Begin

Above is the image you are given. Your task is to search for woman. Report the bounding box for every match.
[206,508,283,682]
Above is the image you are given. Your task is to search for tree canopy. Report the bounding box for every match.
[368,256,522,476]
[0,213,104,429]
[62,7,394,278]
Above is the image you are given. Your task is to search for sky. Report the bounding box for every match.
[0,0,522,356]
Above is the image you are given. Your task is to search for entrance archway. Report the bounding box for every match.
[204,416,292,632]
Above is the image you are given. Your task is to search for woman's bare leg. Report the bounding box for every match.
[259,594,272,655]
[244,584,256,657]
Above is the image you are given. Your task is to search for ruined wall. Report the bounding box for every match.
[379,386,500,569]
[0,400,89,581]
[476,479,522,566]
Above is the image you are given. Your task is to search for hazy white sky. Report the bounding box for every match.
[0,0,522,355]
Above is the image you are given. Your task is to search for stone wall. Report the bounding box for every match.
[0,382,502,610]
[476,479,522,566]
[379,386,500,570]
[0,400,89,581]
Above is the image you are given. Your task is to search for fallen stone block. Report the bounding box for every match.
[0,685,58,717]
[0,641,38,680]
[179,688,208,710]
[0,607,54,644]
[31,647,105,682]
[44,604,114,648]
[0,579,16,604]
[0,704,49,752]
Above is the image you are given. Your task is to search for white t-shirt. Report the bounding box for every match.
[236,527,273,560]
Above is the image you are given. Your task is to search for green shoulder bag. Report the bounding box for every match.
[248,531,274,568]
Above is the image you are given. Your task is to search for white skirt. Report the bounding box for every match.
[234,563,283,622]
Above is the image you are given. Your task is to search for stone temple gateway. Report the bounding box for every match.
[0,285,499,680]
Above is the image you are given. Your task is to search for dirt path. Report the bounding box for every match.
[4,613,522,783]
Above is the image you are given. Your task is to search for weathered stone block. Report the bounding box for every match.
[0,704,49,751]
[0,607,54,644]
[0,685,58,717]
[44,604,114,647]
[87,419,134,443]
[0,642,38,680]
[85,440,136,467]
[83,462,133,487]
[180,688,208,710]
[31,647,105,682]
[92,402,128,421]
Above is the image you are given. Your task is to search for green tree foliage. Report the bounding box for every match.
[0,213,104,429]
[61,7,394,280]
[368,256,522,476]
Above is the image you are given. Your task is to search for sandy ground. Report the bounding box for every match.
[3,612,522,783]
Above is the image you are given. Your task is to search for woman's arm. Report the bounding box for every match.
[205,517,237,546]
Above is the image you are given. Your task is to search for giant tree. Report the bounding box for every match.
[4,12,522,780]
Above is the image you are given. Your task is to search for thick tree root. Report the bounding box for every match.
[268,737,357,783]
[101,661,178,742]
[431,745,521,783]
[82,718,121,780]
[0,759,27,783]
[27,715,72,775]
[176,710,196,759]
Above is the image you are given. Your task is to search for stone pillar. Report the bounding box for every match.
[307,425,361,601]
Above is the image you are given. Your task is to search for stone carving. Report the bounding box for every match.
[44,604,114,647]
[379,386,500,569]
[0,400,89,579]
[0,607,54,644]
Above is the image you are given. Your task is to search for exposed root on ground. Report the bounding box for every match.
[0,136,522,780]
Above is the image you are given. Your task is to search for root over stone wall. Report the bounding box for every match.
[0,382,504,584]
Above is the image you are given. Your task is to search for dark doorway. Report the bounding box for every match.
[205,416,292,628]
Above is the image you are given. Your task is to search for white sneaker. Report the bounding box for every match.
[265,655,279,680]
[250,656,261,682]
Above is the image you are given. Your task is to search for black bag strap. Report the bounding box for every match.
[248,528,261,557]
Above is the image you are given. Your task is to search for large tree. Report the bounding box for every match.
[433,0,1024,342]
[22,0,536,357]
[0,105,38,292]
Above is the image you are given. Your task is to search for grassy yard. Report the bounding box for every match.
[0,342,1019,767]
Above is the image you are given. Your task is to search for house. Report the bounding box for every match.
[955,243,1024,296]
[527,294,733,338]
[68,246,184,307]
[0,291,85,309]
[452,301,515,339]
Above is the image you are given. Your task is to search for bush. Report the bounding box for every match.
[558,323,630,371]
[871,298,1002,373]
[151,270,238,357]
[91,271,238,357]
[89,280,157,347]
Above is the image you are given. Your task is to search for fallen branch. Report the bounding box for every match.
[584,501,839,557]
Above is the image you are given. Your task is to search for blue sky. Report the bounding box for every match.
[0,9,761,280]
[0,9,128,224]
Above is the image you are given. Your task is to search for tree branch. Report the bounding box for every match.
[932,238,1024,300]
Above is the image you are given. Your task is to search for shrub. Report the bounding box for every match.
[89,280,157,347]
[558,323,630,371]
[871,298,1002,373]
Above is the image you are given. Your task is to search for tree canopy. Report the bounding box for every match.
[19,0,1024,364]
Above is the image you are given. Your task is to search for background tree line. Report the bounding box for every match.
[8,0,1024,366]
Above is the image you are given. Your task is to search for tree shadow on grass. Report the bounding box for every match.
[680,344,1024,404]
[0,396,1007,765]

End

### What to produce:
Present the lines of the entries from the one containing "yard. Report the bounding box for every match." through the one containing "[932,238,1024,300]" as a numbered list, omitting any blank lines.

### Final result:
1. Above is the image you are given. Your task is to search for grassy yard. Report the bounding box for every match.
2. [0,342,1019,767]
3. Above is the image you are given. Your task is to search for house. Report the bounding box for every match.
4. [955,243,1024,296]
5. [527,294,733,338]
6. [68,246,184,307]
7. [0,291,85,309]
8. [452,301,515,339]
9. Above is the image you are given. Your task is to search for bush. Report the bounding box for every match.
10. [558,323,630,371]
11. [871,298,1002,373]
12. [151,270,238,357]
13. [91,271,238,357]
14. [89,280,157,347]
15. Above is the image you are given. Your task is to search for fallen branch. Report the bounding box for every match.
16. [584,501,839,557]
17. Above is the image you are given. Your task is to search for blue sky. Report the bounding box for every match.
18. [0,9,761,280]
19. [0,9,128,224]
20. Above is the image you are given. Your task is to search for tree branch. Report the bounding box for every match.
21. [932,238,1024,300]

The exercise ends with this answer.